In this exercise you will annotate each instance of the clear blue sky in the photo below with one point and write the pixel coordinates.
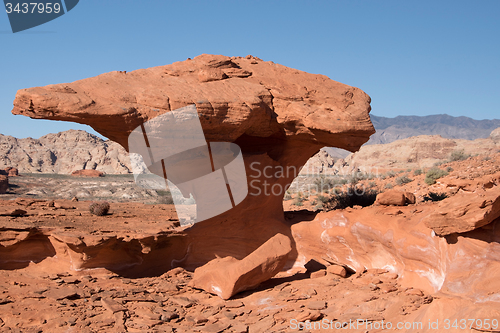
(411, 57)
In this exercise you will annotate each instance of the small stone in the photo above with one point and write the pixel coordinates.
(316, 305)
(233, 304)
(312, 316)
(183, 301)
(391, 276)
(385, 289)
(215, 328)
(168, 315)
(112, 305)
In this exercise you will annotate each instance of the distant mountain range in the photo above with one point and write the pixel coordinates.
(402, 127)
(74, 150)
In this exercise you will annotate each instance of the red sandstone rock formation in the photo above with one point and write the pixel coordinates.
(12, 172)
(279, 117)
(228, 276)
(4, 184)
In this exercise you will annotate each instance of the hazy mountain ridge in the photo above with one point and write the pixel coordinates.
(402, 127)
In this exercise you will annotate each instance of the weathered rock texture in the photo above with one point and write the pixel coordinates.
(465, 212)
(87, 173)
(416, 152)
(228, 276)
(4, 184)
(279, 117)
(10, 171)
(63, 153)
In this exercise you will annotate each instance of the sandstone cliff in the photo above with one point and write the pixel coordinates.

==

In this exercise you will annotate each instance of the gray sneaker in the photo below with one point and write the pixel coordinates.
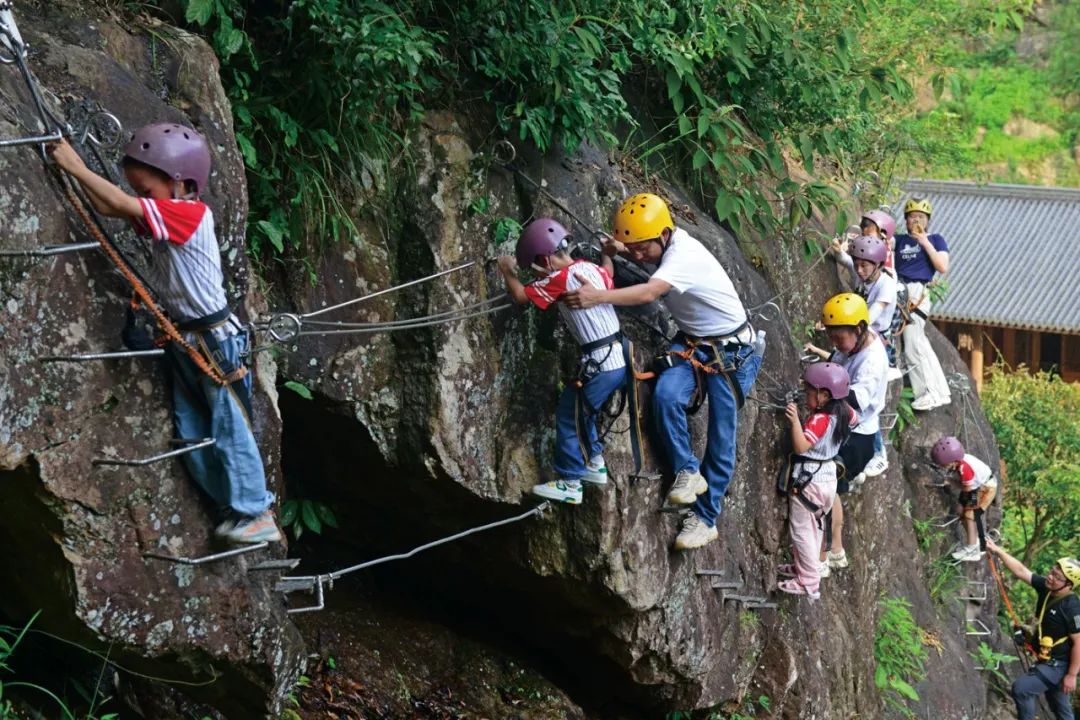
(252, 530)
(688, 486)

Yang Diminta
Tampilkan setiap baris catatan di atas yang memuat kata berikut: "below".

Hasil Tugas
In this exercise you will annotate each instance of the clear blue sky in the photo below with one point and write the pixel coordinates.
In this exercise you will annotate each instance of the gray sneaker in the photo below with one point and write the pixel coordinates.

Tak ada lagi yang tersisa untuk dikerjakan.